- [HOW TO COMPLETE THIS TASK] Locate, in the data below, the line that contains "green jersey in the picture above." and the line that contains "Q: Indicate one point per instance of the player's face"; reproduce exactly those two lines and every line between them, nothing more.
---------- DATASET EXCERPTS ----------
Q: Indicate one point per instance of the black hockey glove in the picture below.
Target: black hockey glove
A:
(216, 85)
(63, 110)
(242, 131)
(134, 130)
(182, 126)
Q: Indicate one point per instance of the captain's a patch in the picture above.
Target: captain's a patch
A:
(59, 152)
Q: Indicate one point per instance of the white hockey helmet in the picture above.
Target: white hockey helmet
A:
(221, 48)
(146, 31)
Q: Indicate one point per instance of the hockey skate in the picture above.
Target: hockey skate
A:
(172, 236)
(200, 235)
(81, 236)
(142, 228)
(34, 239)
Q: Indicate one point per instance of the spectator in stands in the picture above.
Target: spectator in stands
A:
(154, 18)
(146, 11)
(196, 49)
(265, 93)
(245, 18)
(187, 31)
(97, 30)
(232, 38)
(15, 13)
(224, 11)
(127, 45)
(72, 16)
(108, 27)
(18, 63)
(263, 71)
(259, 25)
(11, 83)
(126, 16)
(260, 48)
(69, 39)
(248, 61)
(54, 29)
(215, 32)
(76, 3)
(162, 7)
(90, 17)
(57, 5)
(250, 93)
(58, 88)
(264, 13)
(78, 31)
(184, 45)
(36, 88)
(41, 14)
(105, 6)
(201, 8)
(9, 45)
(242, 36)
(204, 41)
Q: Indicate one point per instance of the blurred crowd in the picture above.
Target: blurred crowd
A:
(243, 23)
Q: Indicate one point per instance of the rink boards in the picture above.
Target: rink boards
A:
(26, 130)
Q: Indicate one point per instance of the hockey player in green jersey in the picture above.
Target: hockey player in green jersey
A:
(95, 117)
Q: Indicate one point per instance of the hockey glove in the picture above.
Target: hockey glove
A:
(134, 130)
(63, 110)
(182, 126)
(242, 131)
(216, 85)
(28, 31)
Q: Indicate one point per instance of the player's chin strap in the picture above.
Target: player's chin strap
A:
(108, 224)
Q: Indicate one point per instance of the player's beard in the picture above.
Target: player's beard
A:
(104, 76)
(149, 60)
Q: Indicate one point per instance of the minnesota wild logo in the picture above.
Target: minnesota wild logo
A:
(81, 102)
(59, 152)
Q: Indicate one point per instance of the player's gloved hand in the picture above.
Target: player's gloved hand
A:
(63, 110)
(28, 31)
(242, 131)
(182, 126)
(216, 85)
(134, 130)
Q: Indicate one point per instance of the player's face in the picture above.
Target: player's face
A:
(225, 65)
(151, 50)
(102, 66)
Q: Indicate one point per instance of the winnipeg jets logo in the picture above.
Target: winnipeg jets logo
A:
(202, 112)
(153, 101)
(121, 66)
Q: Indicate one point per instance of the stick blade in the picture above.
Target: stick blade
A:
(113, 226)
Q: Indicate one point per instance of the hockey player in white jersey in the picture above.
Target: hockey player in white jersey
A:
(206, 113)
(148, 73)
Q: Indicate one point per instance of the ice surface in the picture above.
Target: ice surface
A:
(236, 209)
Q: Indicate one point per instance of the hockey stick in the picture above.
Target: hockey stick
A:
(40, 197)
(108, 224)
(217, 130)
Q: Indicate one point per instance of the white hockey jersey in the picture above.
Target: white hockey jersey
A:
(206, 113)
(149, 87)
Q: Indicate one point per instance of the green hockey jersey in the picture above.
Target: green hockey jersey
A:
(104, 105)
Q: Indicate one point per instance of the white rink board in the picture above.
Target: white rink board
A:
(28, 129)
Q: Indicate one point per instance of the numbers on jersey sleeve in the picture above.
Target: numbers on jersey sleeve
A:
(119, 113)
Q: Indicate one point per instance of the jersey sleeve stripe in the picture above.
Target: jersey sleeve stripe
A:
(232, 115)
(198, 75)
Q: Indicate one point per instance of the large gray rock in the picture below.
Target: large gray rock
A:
----------
- [EXERCISE ANSWER]
Q: Indicate one point per instance of the hockey player in green jersey in the picture above.
Target: hockey player in green jersey
A:
(95, 117)
Q: Indicate one point per instance of the hockey glove in the picture above.
Target: hockey glove
A:
(134, 130)
(63, 110)
(182, 126)
(242, 131)
(216, 85)
(28, 31)
Q: Indicate one point per instance of the player's chin strap in the picture above.
Target: player's chin strap
A:
(108, 224)
Q: Indicate one point per instance of the player's beard in the picture above.
Target: player's beard
A:
(104, 76)
(149, 60)
Q: Indicate one point per instance of the minnesota wild logo in the picture above.
Target: minnesota wild logo
A:
(81, 102)
(59, 152)
Q: Indicate one point per instance of the player's gloved hand in the picture above.
Target: player's gloved hand
A:
(63, 110)
(28, 31)
(242, 131)
(182, 126)
(216, 85)
(134, 130)
Q: Indicate one point per instance of the player's face in the picture above.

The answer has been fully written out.